[Required work] Update the material below by changing "green stem" to "plant stem" and keeping everything else the same. Leave the pictures out of your answer.
★ ★ ★ ★ ★ ★ ★
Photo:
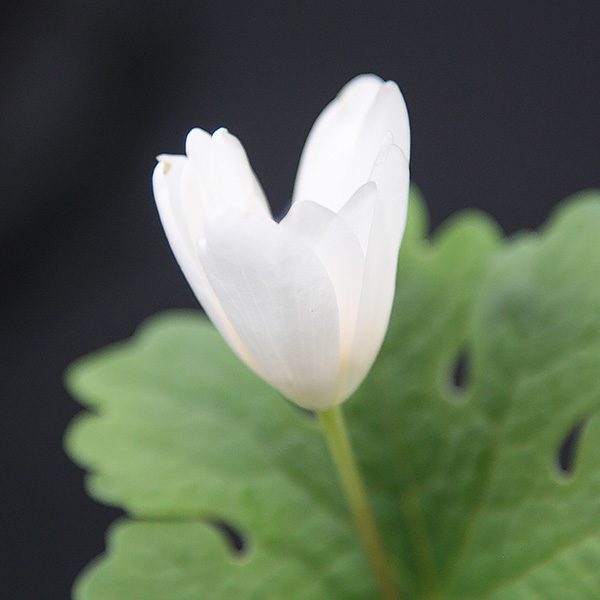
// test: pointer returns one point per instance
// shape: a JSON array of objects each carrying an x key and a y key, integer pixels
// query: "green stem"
[{"x": 345, "y": 462}]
★ ★ ★ ★ ★ ★ ★
[Final result]
Photo:
// test: pointer returns one point per instance
// shape: a JSON array of objects each carrying an x key and a y key, integer pixels
// query: "plant stem"
[{"x": 345, "y": 462}]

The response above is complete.